• Short problem: Reproduce verbatim the lines of the entries below, starting at the line that contains "target: plant at bottom of image" and continuing through the last line of the entries. Output those lines alone.

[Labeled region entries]
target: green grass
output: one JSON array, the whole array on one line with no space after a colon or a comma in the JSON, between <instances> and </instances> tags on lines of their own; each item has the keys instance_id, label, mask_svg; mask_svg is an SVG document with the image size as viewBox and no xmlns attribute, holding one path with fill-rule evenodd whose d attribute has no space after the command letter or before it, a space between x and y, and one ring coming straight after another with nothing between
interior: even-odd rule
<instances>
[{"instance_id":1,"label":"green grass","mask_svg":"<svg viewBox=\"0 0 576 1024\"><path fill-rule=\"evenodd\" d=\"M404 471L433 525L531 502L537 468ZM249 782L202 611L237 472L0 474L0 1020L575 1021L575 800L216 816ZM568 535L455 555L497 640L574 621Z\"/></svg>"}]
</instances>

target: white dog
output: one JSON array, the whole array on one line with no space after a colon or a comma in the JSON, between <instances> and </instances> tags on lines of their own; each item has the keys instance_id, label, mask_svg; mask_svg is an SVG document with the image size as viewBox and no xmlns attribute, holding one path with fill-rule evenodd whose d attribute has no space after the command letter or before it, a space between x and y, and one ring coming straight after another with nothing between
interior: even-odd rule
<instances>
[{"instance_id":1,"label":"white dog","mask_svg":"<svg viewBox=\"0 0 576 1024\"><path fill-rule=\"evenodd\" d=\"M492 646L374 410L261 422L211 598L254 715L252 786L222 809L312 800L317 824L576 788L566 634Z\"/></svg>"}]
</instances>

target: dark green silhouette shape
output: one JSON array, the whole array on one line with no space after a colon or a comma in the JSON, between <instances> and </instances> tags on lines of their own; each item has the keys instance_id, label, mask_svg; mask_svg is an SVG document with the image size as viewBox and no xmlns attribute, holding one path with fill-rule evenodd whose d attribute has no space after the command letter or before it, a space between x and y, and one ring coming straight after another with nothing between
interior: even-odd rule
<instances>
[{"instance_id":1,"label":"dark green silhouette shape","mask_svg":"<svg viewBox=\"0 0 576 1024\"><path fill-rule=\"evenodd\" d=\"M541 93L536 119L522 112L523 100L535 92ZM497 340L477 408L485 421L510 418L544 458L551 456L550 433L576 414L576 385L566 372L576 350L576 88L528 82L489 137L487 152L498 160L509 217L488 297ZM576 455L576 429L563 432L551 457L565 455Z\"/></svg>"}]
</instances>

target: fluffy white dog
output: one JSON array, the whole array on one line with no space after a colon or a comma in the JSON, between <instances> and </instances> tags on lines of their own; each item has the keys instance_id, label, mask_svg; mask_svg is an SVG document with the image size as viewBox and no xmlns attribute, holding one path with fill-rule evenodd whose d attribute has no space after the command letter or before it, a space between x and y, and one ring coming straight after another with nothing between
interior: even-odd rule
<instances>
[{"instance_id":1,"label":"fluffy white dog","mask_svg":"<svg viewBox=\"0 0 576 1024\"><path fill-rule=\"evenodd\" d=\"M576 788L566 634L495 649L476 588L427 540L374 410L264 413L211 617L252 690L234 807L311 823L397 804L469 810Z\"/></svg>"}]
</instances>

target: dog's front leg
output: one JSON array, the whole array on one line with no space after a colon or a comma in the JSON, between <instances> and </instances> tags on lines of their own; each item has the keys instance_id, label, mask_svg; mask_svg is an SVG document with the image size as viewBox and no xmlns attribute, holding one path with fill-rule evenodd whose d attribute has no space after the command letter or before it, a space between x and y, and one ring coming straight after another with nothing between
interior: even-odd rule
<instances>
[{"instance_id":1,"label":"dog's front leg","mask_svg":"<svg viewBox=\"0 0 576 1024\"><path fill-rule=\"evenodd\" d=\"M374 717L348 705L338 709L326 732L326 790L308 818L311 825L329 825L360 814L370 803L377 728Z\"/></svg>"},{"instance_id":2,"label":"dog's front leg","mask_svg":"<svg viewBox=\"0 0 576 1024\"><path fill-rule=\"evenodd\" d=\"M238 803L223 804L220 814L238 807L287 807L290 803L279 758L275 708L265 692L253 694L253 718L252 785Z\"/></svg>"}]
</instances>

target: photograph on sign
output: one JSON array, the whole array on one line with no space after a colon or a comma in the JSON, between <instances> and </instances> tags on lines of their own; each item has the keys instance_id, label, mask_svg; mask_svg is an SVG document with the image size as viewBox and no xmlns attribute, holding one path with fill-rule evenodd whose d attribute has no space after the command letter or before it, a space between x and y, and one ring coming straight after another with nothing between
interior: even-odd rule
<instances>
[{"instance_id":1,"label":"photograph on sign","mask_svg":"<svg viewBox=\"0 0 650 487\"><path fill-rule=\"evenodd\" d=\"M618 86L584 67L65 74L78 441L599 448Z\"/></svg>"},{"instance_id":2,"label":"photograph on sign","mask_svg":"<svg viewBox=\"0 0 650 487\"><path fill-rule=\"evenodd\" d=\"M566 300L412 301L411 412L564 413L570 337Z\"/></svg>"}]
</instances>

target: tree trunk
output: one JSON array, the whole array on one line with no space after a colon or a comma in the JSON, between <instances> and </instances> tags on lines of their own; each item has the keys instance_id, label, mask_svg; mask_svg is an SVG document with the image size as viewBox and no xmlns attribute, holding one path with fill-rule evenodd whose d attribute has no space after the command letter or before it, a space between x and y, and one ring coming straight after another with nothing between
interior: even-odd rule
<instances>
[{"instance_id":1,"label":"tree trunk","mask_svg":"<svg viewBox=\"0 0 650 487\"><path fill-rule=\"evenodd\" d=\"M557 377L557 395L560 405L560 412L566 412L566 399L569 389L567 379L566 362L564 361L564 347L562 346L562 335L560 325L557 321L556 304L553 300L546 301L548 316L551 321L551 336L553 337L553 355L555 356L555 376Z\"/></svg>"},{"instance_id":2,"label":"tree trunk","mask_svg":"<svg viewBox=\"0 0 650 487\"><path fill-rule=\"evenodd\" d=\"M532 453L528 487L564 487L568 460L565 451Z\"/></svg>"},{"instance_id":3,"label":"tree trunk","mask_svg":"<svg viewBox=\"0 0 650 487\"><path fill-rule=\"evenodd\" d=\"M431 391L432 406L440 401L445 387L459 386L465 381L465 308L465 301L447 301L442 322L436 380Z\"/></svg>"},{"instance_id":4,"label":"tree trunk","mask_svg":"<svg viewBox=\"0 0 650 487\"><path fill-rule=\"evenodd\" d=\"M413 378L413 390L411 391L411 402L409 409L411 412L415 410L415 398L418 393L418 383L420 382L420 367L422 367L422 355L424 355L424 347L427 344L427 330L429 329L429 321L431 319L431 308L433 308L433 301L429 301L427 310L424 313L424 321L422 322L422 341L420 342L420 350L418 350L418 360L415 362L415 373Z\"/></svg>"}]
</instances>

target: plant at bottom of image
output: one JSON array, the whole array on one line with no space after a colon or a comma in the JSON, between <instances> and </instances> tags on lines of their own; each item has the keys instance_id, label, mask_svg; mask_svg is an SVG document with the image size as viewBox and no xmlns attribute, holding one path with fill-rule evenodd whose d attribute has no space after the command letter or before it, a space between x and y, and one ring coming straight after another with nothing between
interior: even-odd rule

• Solution to this task:
target: plant at bottom of image
output: one JSON array, the whole array on one line with no space after a colon or a comma in the JSON, between <instances> and </instances> tags on lines of their own; each item has the keys instance_id, label, mask_svg; mask_svg is an SVG document with the image size as viewBox and no xmlns attribute, holding one path with fill-rule evenodd whose d attribute has no space after the command letter or before it, a space between x and y, and one ring coming straight after another with nothing between
interior: even-odd rule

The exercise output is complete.